─── Extrait fourni
Pas de barre de lecture, pas de vidéo suggérée à droite, pas même le petit logo rouge, noir et blanc qui indique “YouTube” en haut à gauche. Pourtant, il s’agit bel et bien du décor de la chaîne de vulgarisation scientifique E-penser (comme “y penser”, mais en 2.0), créée et animée par le vidéaste Bruce Benamran. Celui-ci reçoit dans son “bureau”, une petite pièce entre le lieu de travail, l’appartement et le studio de production vidéo. Du plan de travail qui se trouve dans le coin cuisine au bureau noir qui accueille les ordinateurs en passant par le fauteuil couleur caramel posé près de la baie vitrée, l’endroit est plongé dans un joyeux bordel qui illustre bien la vie de cet informaticien trentenaire depuis plus de deux ans, c’est-à-dire lorsqu’il a commencé a produire des vidéos sur YouTube.

Eté 2013. Installé à Paris depuis quelques année, Bruce cherche quelque chose à faire durant cette période creuse. Son petit frère lui montre une première vidéo de SmarterEveryDay , une chaîne YouTube d’un vidéaste américain. A l’écran, le vulgarisateur porte une poule afin d’illustrer un phénomène étrange : même lorsque l’animal est secoué dans tous les sens, sa tête ne bouge pas d’un iota. Amusé, ce passionné de sciences veut voir plus de vidéos.

Vsauce , Veritasium … Les deux Benamran se lancent dans un binge-watching de vulgarisation scientifique sur YouTube. Ils regardent “plus d’une centaine de vidéos”. Problème : elles viennent toutes des Etats-Unis et n’ont, apparemment, pas d’équivalent en France. “Sur internet, quand on cherche quelque chose et qu’on ne trouve pas, c’est la bonne occasion de le faire soi-même”, rembobine Bruce, même si aujourd’hui il admet qu’il existait déjà, à l’époque, une poignée de chaînes françaises de vulgarisation scientifique sur YouTube malgré ses recherches infructueuses.

Plus de 500 000 abonnés à ce jour

L’informaticien lance donc la chaîne E-penser, reprenant le nom de domaine qu’il avait acheté deux ans auparavant dans l’éventualité d’en faire quelque chose. Publiée le 16 septembre 2013, sa première vidéo s’intitule “La Terre tourne-t-elle autour du soleil ?” et compte près de 500 000 vues à l’heure actuelle. Sa chaîne, elle, a dépassé les 500 000 abonnés dès sa deuxième année et plafonne aujourd’hui à 575 000. , Bruce a publié soixante vidéos à ce jour, généralement autour de la physique (mais pas que ). Et il n’est pas près de s’arrêter.
──────
─── Entrées de données
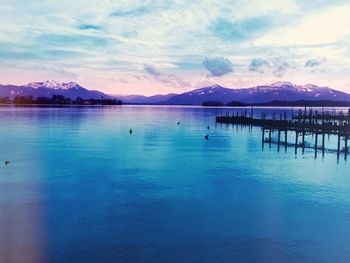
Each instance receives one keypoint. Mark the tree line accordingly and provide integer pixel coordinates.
(58, 100)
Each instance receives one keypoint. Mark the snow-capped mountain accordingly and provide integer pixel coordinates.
(260, 94)
(49, 88)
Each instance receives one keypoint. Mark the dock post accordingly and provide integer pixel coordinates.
(263, 136)
(346, 148)
(285, 139)
(338, 147)
(296, 142)
(316, 139)
(323, 139)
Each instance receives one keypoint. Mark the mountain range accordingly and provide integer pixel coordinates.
(282, 91)
(49, 88)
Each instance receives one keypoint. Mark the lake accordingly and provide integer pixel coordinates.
(80, 188)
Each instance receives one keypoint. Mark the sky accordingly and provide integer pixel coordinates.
(157, 47)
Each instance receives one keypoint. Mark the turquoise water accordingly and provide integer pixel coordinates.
(79, 188)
──────
**Exercice proposé:** Reprenez le texte consacré à la chaîne E-penser et rédigez la suite après sa dernière phrase.

**La réponse:**
Plutôt prolixe, le vulgarisateur explose souvent ce qu’on dit être le format YouTube standard, à savoir entre cinq et dix minutes – il lui est même arrivé de dépasser la demi-heure de vidéo. Mais depuis un an, il a su pallier son inclination à s’épancher en multipliant les formats : et voici venir les “quickies” et les “flash”, vidéos plus courtes qui éclairent ses viewers sur des questions bien précises.

“Nous avons plus que 5 sens” , “Pourquoi bâiller est contagieux” ou “La relativité restreinte” , le vidéaste ne s’épargne aucun sujet, les plus anodins comme les plus ardus – en témoigne sa dernière vidéo sur l’atome au doux nom de “Dualité onde-corpuscule”. “Il y a des sujets que je ne traite pas, reconnait-il néanmoins. Ce n’est pas de la censure mais qu’ils sont selon moi hors-sujets. Typiquement, il y a beaucoup de gens qui veulent que je parle de religion. Je n’en ai pas tellement envie – pas parce que c’est un sujet chaud, parce que les complots, les conspirations, là il n’y a pas de problème.”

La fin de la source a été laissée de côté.